The Look

 

May 2003

 

Jeremy Sheffield talks about the agonising end to his ballet career and why he needed time out of Holby City. By Sue Malins.

 

When Jeremy Sheffield, who plays Holby's sexy surgeon Alex Adams, offers to show you his tattoo, you can't help but get excited.  So it's disappointing to discover that not only is it on his calf, but it's made up of intertwined koi carp.

 

"I'm a bit of a trainspotter when it comes to tropical fish," admits Jeremy, 37. "I've always had an affinity with water. I've sailed, swam and gone scuba-diving.  And I love Koi carp.  I've kept them since I was a kid.  I'm planning a giant aquarium in one wall of the house I'm renovating. People's eyes glaze over when I start on about the fish,, but I could watch them for hours."

 

He is something of a fish out of water himself, having trained as a professional ballet dancer before a serious injury ended his career and he turned to acting instead.  It's something his many female fans will regard as a happy accident, but Jeremy dismisses his heartthrob status.

 

"All you can do is accept that it comes with the territory and just lie back and enjoy it," he says.

 

There's a certain amount of irony in his comment given the speculation about his sexual orientation.  In the past, he has spoken of a three-year relationship with a woman.  But he has also talked to the gay magazine Attitude about the problems of being a gay actor playing a straight character.  These days, discussions about his private life are strictly off-limits.

 

"I don't necessarily have anything to hide," he says.  "I just don't need to encourage that kind of information about myself.  It makes it harder for an audience to believe in the character you are playing."

 

Whatever the secrets of his private life, they haven't harmed his image as Holby City's dashing Alex Adams, who recently discovered he has Parkinson's disease. It's a role he came back to in February.

 

"I decided to take six months out to see what else I could do," he reveals.  "I wondered if I was getting stuck after being in Holby for so long and I wanted to see if I was employable elsewhere."

 

During his time out, Jeremy appeared in Linda Green, an Afternoon Play for the BBC and made Grease Monkeys, the gritty BBC Three series.  He has also been working on Hearts of Gold - a forthcoming two-part drama.  In it, he plays a married GP who falls in love with a nurse.

 

It will be the third time Jeremy has played a medic on TV - he was Dr. Thomas in the 1996 series The Governor.  He's also been cast as an architect and a lawyer.

 

"I'm probably destined to play middleclass English professionals for ever," he says.  "Not that I'm complaining.  I'd love to play a butch Cockney criminal or rough and ready Northerner but, after all, a middleclass Home Countries bloke is what I am."

 

Born in Kelvedon, Essex, Jeremy's mother was a deputy headmistress and his father was a businessman.  At the age of five, he went to ballet lessons simply because a girlfriend went.  His talent was soon spotted and five years later he was accepted as a boarded by the Royal Ballet School.  At the age of 17, he joined the Royal Ballet Corps but, nine years on, his dancing career came to a sudden, agonising end.

WORK TO COMPLETE
Please reproduce, word for word, the part of the Jeremy Sheffield profile that opens with the words containing "Whatever the secrets" and closes with "and a lawyer.". The records that come next have nothing to do with the Jeremy Sheffield profile.

SUPPLIED MATERIAL
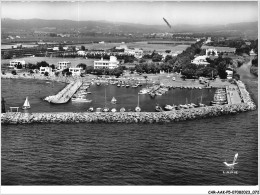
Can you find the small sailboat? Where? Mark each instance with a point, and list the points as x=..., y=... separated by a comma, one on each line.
x=26, y=104
x=122, y=109
x=200, y=104
x=105, y=109
x=158, y=108
x=113, y=110
x=231, y=165
x=113, y=101
x=168, y=74
x=91, y=109
x=168, y=107
x=137, y=108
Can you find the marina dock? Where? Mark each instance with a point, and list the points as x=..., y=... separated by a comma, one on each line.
x=64, y=95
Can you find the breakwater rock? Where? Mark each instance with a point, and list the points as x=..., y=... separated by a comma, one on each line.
x=125, y=117
x=244, y=94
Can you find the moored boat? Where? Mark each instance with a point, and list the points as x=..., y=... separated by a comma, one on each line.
x=113, y=101
x=113, y=110
x=80, y=98
x=122, y=109
x=98, y=109
x=137, y=108
x=168, y=107
x=26, y=104
x=105, y=109
x=91, y=109
x=158, y=108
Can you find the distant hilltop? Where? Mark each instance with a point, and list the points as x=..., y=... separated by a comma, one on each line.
x=9, y=25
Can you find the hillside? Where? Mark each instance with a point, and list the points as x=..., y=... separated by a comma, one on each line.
x=11, y=25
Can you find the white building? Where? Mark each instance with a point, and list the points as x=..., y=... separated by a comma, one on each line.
x=211, y=52
x=14, y=63
x=138, y=53
x=111, y=64
x=45, y=69
x=200, y=60
x=76, y=71
x=63, y=65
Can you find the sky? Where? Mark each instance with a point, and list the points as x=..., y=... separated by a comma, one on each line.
x=143, y=12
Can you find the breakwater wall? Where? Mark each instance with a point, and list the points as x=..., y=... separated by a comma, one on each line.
x=134, y=117
x=125, y=117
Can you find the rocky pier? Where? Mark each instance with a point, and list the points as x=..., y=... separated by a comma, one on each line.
x=246, y=104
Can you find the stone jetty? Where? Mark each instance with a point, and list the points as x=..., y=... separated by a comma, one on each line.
x=65, y=94
x=134, y=117
x=125, y=117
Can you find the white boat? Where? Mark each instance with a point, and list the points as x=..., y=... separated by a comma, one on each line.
x=106, y=109
x=143, y=91
x=122, y=109
x=26, y=104
x=91, y=109
x=113, y=110
x=80, y=99
x=137, y=108
x=168, y=107
x=98, y=109
x=113, y=101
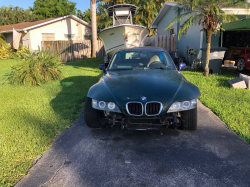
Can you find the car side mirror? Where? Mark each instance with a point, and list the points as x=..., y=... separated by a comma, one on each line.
x=102, y=67
x=182, y=66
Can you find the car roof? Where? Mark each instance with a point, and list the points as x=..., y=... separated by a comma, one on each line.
x=140, y=49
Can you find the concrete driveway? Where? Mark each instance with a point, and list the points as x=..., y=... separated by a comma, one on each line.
x=210, y=156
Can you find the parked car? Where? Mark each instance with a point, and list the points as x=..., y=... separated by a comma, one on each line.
x=244, y=62
x=142, y=89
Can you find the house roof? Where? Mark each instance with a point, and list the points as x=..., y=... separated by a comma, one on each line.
x=243, y=24
x=38, y=23
x=111, y=9
x=168, y=5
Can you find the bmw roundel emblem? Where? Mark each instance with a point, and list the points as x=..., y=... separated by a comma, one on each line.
x=143, y=98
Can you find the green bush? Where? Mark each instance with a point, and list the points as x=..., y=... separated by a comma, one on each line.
x=37, y=69
x=21, y=52
x=6, y=51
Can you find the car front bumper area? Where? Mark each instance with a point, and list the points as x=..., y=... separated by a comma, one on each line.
x=142, y=122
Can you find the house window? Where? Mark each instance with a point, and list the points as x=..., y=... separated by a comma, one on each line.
x=48, y=36
x=171, y=31
x=79, y=31
x=69, y=36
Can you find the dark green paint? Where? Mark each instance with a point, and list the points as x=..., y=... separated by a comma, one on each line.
x=165, y=86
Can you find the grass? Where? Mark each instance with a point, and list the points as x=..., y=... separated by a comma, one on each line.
x=231, y=105
x=32, y=116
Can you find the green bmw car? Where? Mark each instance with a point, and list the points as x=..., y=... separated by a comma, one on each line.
x=142, y=89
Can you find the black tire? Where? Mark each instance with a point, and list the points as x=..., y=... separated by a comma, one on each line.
x=92, y=116
x=189, y=119
x=241, y=65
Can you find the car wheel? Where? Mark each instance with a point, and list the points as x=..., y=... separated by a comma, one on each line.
x=189, y=119
x=241, y=64
x=93, y=117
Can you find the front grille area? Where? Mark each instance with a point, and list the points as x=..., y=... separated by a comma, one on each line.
x=153, y=108
x=134, y=108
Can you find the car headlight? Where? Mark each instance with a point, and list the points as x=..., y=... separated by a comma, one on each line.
x=184, y=105
x=102, y=105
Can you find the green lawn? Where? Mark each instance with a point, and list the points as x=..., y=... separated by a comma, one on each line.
x=231, y=105
x=32, y=116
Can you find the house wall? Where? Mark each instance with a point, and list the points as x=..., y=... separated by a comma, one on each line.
x=8, y=37
x=190, y=40
x=60, y=28
x=168, y=17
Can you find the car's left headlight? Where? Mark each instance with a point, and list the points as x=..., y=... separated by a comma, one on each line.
x=108, y=106
x=184, y=105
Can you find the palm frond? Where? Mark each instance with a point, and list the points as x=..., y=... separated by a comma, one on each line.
x=186, y=24
x=177, y=19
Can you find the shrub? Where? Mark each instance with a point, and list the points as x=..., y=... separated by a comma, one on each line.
x=5, y=51
x=37, y=69
x=21, y=52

SOLUTION TO THE PROBLEM
Whatever the secrets of his private life, they haven't harmed his image as Holby City's dashing Alex Adams, who recently discovered he has Parkinson's disease. It's a role he came back to in February.

 

"I decided to take six months out to see what else I could do," he reveals.  "I wondered if I was getting stuck after being in Holby for so long and I wanted to see if I was employable elsewhere."

 

During his time out, Jeremy appeared in Linda Green, an Afternoon Play for the BBC and made Grease Monkeys, the gritty BBC Three series.  He has also been working on Hearts of Gold - a forthcoming two-part drama.  In it, he plays a married GP who falls in love with a nurse.

 

It will be the third time Jeremy has played a medic on TV - he was Dr. Thomas in the 1996 series The Governor.  He's also been cast as an architect and a lawyer.